But the player / GM who treats RP as a purely theatrical performance is as annoying to me as the GM who treats the game as his arena for ficiton writing and a game second, or for that matter the "hard core" gamist who ignores all exploration and treats the whole thing as a complicated board game. Now, I admit, that may be just me, but I play RPG's to get the RPG experience out of them, not the acting experience, or the writing experience, or the directing experience which, let's face it, are actually more common and easier to arrange in the present state of the hobby.
On 9/16/2004 at 2:58pm, daMoose_Neo wrote:
RE: RP'ing and Acting
Hm...
I was using my acting/theatre background as an example of how a group, knowing the plot, general/required outcome, can still have fun and still explore, but within boundaries outlined by the writer/GM.
My thought wasn't acting in RP'ing, you do need a special group of like minded folks to pull that off, but rather what RP'ing could borrow in some ideas and structure. My thought/example: The script, or the bulleted outline. The whole "put everyone on the same page" concept.
Granted, for someone experianced who's used to playing one way, it probably wouldn't go over very well. For someone who is new to the hobby, it might solve their questions of "What do I do?", as I've seen in several discussions on "newbies" around here as to why new players have such a hard time "getting it".
Just my two cents~
On 9/16/2004 at 7:30pm, Doctor Xero wrote:
RE: RP'ing and Acting
pete_darby wrote: Yet there are many amateur theatre groups, and I don't know if this is true of your area as it is of mine, who are desperate for new members.
Desperate for actors? In Los Angeles???
*laughter* No, there was no risk of a shortage of actors in L.A.
pete_darby wrote: Why aren't these people acting? Why are they indulging in a substitute for theatre?
Because, I guess, acting is only a part of why they role-play, and they get more out of it than they would out of amateur theatre.
Exactly.
pete_darby wrote: But the player / GM who treats RP as a purely theatrical performance is as annoying to me as the GM who treats the game as his arena for ficiton writing and a game second, or for that matter the "hard core" gamist who ignores all exploration and treats the whole thing as a complicated board game.
While the acting element is not the only component of one type of RPGing, it is still an important one. In such gaming groups, we find those who neglect the acting component to be as annoying to our collective enjoyment as we find those who neglect the exploration component.
One thing those of us who enjoy the art/craft of acting love to take into consideration is characterization fidelity (within character evolution). I've noticed that characterization fidelity works well in sim campaigns and sim-narr campaigns, but that it can be (mis)interpretted as self-indulgently vexing in hardcore gamist campaigns since it misses the point of competitive efficacy and that it can work at cross-purposes in some hardcore narr campaigns since it focuses on actor over author/director stances, privileging characterization fidelity over plot or premise.
That said, I know enough not to utilize acting or characterization fidelity when I'm at a convention playing a war game or a dungeon delve.

→ **RAW DATA**:
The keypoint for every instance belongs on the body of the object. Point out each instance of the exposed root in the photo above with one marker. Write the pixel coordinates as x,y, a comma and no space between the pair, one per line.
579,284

→ **WHAT IS ASKED**:
A: Summarize the forum discussion on role-playing and acting in two sentences.
B: Please copy the part of the forum discussion on role-playing and acting starting with "Granted, for someone" and going on through "actors in L.A.".
C: In the forum discussion on role-playing and acting, which city does Doctor Xero say had no risk of a shortage of actors?

→ **TASK-BY-TASK RESULTS**:
A: pete_darby finds a player or GM who treats role-play as pure theatrical performance as annoying as one who treats it as fiction writing or a complicated board game, while daMoose_Neo explains that theater was offered as a model for structure, such as a script or bulleted outline, that might help new players. Doctor Xero answers that acting is an important component of one type of role-playing and that characterization fidelity works well in sim and sim-narr campaigns but can be seen as vexing in hardcore gamist campaigns and work at cross-purposes in some hardcore narr campaigns.

B:
Granted, for someone experianced who's used to playing one way, it probably wouldn't go over very well. For someone who is new to the hobby, it might solve their questions of "What do I do?", as I've seen in several discussions on "newbies" around here as to why new players have such a hard time "getting it".
Just my two cents~
On 9/16/2004 at 7:30pm, Doctor Xero wrote:
RE: RP'ing and Acting
pete_darby wrote: Yet there are many amateur theatre groups, and I don't know if this is true of your area as it is of mine, who are desperate for new members.
Desperate for actors? In Los Angeles???
*laughter* No, there was no risk of a shortage of actors in L.A.

C: Los Angeles.